#### TÂCHES À RÉALISER:
1. Selon le jugement sur le permis de travail, quel poste l'entreprise Fullsun Trading Inc. a-t-elle offert à la demanderesse ?
2. Reprenez le jugement sur le permis de travail après sa dernière phrase et rédigez-en la suite.
======== TEXTE FOURNI ========
Dossier : IMM‑2754‑22

Référence : 2023 CF 147

[TRADUCTION FRANÇAISE]

Ottawa (Ontario), le 1er février 2023

En présence de monsieur le juge Pentney

ENTRE :

TING LI

demanderesse

et

LE MINISTRE DE LA CITOYENNETÉ ET DE L’IMMIGRATION

défendeur

JUGEMENT ET MOTIFS

[1] La demanderesse, Mme Ting Li, sollicite le contrôle judiciaire de la décision par laquelle un agent des visas a rejeté sa demande de permis de travail. L’agent a conclu que la demanderesse avait fait de fausses déclarations au sujet de ses antécédents professionnels en raison de la présence de divergences entre la demande de permis de travail et les demandes antérieures de visa de visiteur et de prolongation de visa. La demanderesse a eu la possibilité de dissiper les doutes de l’agent, mais ce dernier n’a pas trouvé ses explications convaincantes.

[2] La demanderesse soutient que l’agent a omis de s’attaquer aux éléments de preuve qu’elle a déposés pour expliquer les divergences relevées dans les formulaires et aux éléments de preuve confirmant ses antécédents professionnels. Elle affirme que la décision est déraisonnable, puisque l’agent n’a pas expliqué en quoi les nouveaux éléments de preuve qu’elle avait fournis ne permettaient pas de dissiper les doutes qu’il avait exprimés.

[3] Pour les motifs qui suivent, je conclus que la décision est déraisonnable et qu’elle doit être annulée. La demande de contrôle judiciaire sera accueillie.

I. Contexte

[4] La demanderesse est citoyenne de la Chine. Ses deux enfants étudient au Canada et sont munis de visas d’étudiant. La demanderesse a déjà obtenu un visa de résident temporaire (VRT) afin de venir visiter ses enfants, visa pour lequel elle a présenté une demande de prolongation.

[5] Le 27 avril 2021, la demanderesse a reçu une offre d’emploi de l’entreprise Fullsun Trading Inc. (Fullsun), située à Belleville, en Ontario. Elle s’est vu offrir le poste de directrice des achats en raison de son expérience dans un poste similaire en Chine. Elle a ensuite déposé une demande de permis de travail fondée sur cette offre d’emploi.

[6] Le 23 juin 2021, la demanderesse a reçu une lettre d’équité procédurale dans laquelle l’agent des visas exprimait des doutes à propos de l’authenticité de ses antécédents professionnels et faisait état des conséquences graves d’une fausse déclaration.
======== SEGMENT DE DONNÉES ========
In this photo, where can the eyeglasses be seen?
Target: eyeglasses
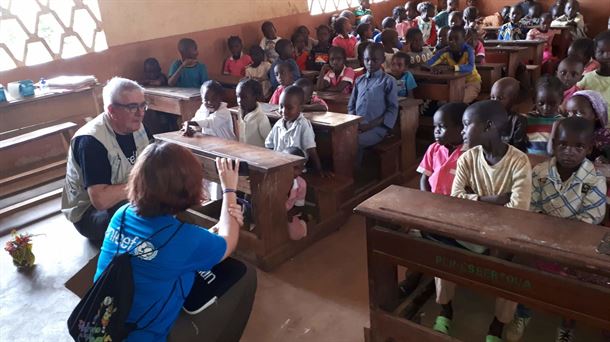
========
#### RÉPONSES DE L'EXERCICE:
1. Le poste de directrice des achats.

2.
[7] Le 5 juillet 2021, la demanderesse a transmis sa réponse à la lettre d’équité procédurale, expliquant les divergences entre les antécédents professionnels décrits dans sa demande de VRT et ceux figurant dans sa demande de visa de travail. Dans sa réponse, elle soutient que son ancien représentant a commis des erreurs en remplissant la demande de VRT, mais qu’elle ne s’en est pas aperçue à l’époque. Elle ajoute ce qui suit : [traduction] « J’ai traité […] la présente demande de permis de travail de façon plus sérieuse. Je n’ai donc pas eu recours aux services [d’un] représentant [cette fois‑ci], et j’ai fourni tous les renseignements demandés avec honnêteté, en fonction de ma véritable expérience. »

[8] Dans sa lettre, la demanderesse traite de deux divergences. En premier lieu, elle affirme que sa demande de VRT n’aurait pas dû indiquer qu’elle était [traduction] « directrice générale » de l’entreprise chinoise Sichuan Shengjun Investment Co. Ltd. (Sichuan Shengjun), puisqu’elle y était plutôt investisseuse. Elle soutient avoir été la représentante légale de l’entreprise, mais n’y avoir jamais occupé un poste de directrice générale. À cet égard, elle a fourni un permis d’exploitation et une lettre de l’entreprise confirmant son titre de représentante légale.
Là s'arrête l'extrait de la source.